● **Problem details**
Drop the pictures, then extract the listing word for word.

● **The data**
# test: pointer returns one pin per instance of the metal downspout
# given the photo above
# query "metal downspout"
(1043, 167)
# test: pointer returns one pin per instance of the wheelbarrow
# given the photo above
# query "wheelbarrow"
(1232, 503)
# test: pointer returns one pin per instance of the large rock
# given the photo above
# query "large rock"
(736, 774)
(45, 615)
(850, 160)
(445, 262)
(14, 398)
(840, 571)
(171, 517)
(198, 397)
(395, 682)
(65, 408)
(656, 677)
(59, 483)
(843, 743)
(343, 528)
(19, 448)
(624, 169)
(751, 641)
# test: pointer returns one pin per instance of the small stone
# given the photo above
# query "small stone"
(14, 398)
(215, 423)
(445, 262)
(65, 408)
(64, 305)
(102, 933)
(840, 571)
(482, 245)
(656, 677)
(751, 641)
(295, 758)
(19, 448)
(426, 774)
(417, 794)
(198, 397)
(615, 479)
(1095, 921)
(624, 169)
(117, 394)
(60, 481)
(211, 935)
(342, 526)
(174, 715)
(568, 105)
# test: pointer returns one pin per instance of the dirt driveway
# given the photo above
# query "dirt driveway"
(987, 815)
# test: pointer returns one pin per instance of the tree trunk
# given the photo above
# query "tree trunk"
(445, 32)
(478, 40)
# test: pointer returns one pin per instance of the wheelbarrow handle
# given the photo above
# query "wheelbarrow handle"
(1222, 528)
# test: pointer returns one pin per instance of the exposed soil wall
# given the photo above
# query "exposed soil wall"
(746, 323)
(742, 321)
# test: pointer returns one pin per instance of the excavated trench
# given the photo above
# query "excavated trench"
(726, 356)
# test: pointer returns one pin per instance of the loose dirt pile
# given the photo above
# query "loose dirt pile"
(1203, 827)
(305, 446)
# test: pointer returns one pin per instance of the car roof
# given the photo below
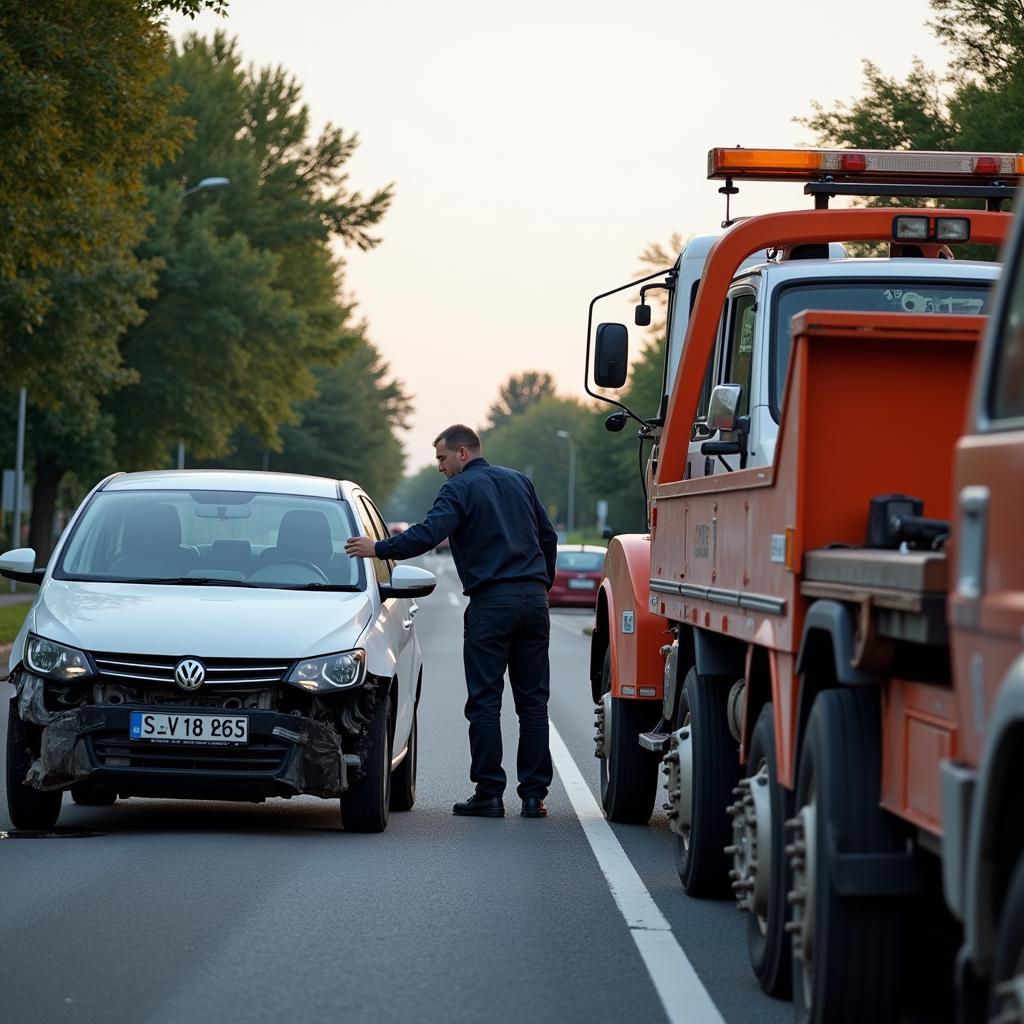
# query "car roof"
(230, 479)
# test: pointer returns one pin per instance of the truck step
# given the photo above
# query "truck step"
(657, 742)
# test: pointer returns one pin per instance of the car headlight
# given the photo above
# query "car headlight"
(54, 660)
(333, 672)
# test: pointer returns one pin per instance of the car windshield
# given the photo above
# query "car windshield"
(869, 296)
(205, 538)
(580, 561)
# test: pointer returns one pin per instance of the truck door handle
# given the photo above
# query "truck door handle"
(971, 557)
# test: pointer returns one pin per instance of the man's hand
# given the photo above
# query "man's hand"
(359, 547)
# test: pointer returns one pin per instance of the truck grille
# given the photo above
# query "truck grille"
(219, 671)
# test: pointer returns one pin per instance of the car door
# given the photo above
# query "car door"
(400, 614)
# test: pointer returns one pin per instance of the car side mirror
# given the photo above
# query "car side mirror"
(611, 355)
(409, 581)
(19, 564)
(723, 407)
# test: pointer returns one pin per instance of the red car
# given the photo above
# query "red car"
(578, 576)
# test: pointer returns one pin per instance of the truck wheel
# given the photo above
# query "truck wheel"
(629, 773)
(761, 872)
(403, 777)
(1008, 970)
(847, 958)
(366, 803)
(92, 796)
(27, 807)
(708, 771)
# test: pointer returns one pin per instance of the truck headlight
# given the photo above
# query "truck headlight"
(332, 672)
(53, 660)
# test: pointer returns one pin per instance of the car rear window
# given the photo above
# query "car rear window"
(581, 561)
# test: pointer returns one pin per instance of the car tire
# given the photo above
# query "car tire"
(629, 773)
(27, 807)
(365, 805)
(403, 777)
(767, 941)
(848, 951)
(92, 796)
(700, 859)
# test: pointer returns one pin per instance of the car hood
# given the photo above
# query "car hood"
(205, 622)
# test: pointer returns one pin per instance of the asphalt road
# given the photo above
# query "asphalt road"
(170, 911)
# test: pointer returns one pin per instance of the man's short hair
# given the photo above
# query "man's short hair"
(459, 436)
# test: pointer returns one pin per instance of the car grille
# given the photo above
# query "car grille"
(117, 753)
(219, 671)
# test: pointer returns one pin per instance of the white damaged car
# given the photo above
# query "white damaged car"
(204, 635)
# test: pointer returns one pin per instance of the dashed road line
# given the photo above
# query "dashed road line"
(682, 993)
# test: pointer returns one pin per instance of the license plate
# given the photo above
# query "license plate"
(160, 728)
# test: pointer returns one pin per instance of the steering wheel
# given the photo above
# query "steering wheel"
(306, 565)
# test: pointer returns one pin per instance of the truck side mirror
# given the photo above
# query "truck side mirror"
(611, 355)
(723, 407)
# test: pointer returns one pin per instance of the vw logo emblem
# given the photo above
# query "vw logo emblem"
(189, 674)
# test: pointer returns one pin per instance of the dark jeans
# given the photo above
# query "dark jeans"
(507, 627)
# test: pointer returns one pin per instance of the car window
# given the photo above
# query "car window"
(376, 529)
(580, 561)
(262, 540)
(1007, 381)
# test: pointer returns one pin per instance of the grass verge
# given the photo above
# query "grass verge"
(11, 616)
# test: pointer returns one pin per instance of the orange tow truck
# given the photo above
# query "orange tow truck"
(780, 640)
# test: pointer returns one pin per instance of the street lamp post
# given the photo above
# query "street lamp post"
(571, 511)
(204, 184)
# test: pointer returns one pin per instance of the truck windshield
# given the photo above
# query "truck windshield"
(971, 298)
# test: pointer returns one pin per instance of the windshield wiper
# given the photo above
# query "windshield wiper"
(184, 582)
(346, 587)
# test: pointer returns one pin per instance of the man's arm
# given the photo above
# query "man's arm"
(548, 537)
(439, 522)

● **Reply**
# test: pointer returns one pin per instance of the metal downspout
# given the photo above
# query "metal downspout"
(1043, 167)
# test: pointer returns one pin per instance of the wheelbarrow
# given the photo above
# query "wheelbarrow"
(1232, 503)
# test: pointer returns one pin per instance of the large rock
# given the photo above
# query "large rock"
(736, 774)
(45, 615)
(850, 160)
(445, 262)
(14, 398)
(840, 571)
(171, 517)
(198, 397)
(395, 682)
(65, 408)
(656, 677)
(59, 483)
(843, 743)
(343, 528)
(19, 448)
(624, 169)
(751, 641)
# test: pointer returns one pin per instance of the small stone
# given the photo above
# query "small stone"
(14, 398)
(215, 423)
(445, 262)
(65, 408)
(64, 305)
(102, 933)
(840, 571)
(482, 245)
(656, 677)
(751, 641)
(295, 758)
(19, 448)
(426, 774)
(417, 794)
(198, 397)
(615, 479)
(1095, 921)
(624, 169)
(117, 394)
(60, 481)
(211, 935)
(342, 526)
(174, 715)
(568, 105)
# test: pointer returns one pin per instance of the dirt driveway
# given the photo above
# query "dirt driveway"
(987, 815)
# test: pointer returns one pin per instance of the tree trunk
# given the photo above
# query "tree trunk"
(445, 32)
(478, 40)
# test: pointer returns one pin per instance of the wheelbarrow handle
# given the photo above
# query "wheelbarrow handle"
(1222, 528)
# test: pointer returns one pin per instance of the exposed soil wall
# given the photo above
# query "exposed soil wall"
(746, 323)
(742, 321)
# test: pointer returns one pin per instance of the excavated trench
# given the photo above
# query "excavated trench"
(726, 356)
# test: pointer returns one pin per instance of the loose dirt pile
# given the photo above
# query "loose dirt pile"
(1203, 827)
(305, 446)
# test: pointer returns one pin per instance of the car roof
# given the photo below
# query "car roof"
(230, 479)
# test: pointer returns one pin per instance of the truck step
# given the photo above
# query "truck step"
(657, 742)
# test: pointer returns one pin per instance of the car headlight
# given the photo above
# query "car headlight"
(54, 660)
(333, 672)
# test: pointer returns one pin per instance of the car windshield
# given the photo above
# query "car windshield"
(869, 296)
(205, 538)
(580, 561)
# test: pointer returns one pin per instance of the truck door handle
# given the photo above
# query "truck door handle"
(971, 557)
# test: pointer returns one pin per instance of the man's hand
# given the photo above
# query "man's hand"
(359, 547)
# test: pointer returns one pin per instance of the truck grille
# given the photo above
# query "truck grille"
(219, 671)
# test: pointer returns one pin per instance of the car door
# given the photo above
# query "car door"
(400, 614)
# test: pointer returns one pin per instance of the car side mirror
# given the photo above
# query "car side mirror"
(611, 355)
(409, 581)
(19, 564)
(723, 407)
# test: pointer returns one pin per instance of the red car
# given the photo above
# query "red car"
(578, 576)
# test: pointer returns one pin per instance of the truck wheel
# given the photo above
# query "truck wheel"
(629, 773)
(761, 872)
(403, 777)
(1008, 970)
(847, 958)
(366, 803)
(92, 796)
(27, 807)
(708, 771)
# test: pointer returns one pin per instance of the truck headlight
# given the photo above
# query "truck headlight"
(332, 672)
(53, 660)
# test: pointer returns one pin per instance of the car rear window
# given the photo above
# query "car rear window"
(581, 561)
# test: pointer returns one pin per instance of the car tire
# given the photo above
# query "car tire"
(629, 773)
(27, 807)
(365, 805)
(403, 777)
(767, 941)
(848, 951)
(92, 796)
(700, 859)
# test: pointer returns one pin per instance of the car hood
# given the photo above
# query "car hood"
(205, 622)
# test: pointer returns one pin per instance of the asphalt road
# given the photo above
# query "asphalt road"
(170, 911)
# test: pointer returns one pin per instance of the man's short hair
# given the photo above
# query "man's short hair"
(459, 436)
# test: pointer returns one pin per instance of the car grille
# given the photo above
# query "car grille"
(117, 753)
(219, 671)
# test: pointer returns one pin per instance of the white damaged car
# given the photo above
# query "white damaged car"
(204, 635)
# test: pointer returns one pin per instance of the dashed road line
# given the photo above
# query "dashed road line"
(682, 993)
# test: pointer returns one pin per instance of the license plate
# given the photo above
# query "license plate"
(160, 728)
# test: pointer returns one pin per instance of the steering wheel
# given the photo above
# query "steering wheel"
(306, 565)
# test: pointer returns one pin per instance of the truck side mirror
# given the photo above
# query "truck side mirror"
(611, 355)
(723, 407)
# test: pointer returns one pin per instance of the vw logo emblem
# given the photo above
# query "vw logo emblem"
(189, 674)
# test: pointer returns one pin per instance of the dark jeans
# given the photo above
# query "dark jeans"
(507, 627)
# test: pointer returns one pin per instance of the car window
# given the photo above
# query "car window"
(376, 529)
(580, 561)
(262, 540)
(1007, 381)
# test: pointer returns one pin per instance of the grass verge
# given the photo above
# query "grass verge"
(11, 616)
# test: pointer returns one pin per instance of the orange tow truck
# given the photo above
# query "orange tow truck"
(780, 640)
# test: pointer returns one pin per instance of the street lamp post
# given the photo above
# query "street lamp post"
(571, 511)
(204, 184)
# test: pointer returns one pin per instance of the truck windshield
# given the photo above
# query "truck windshield"
(971, 298)
# test: pointer returns one pin per instance of the windshield wiper
# given the photo above
# query "windshield wiper"
(184, 582)
(346, 587)
# test: pointer returns one pin per instance of the man's arm
# given the photo above
# query "man's arm"
(548, 537)
(439, 522)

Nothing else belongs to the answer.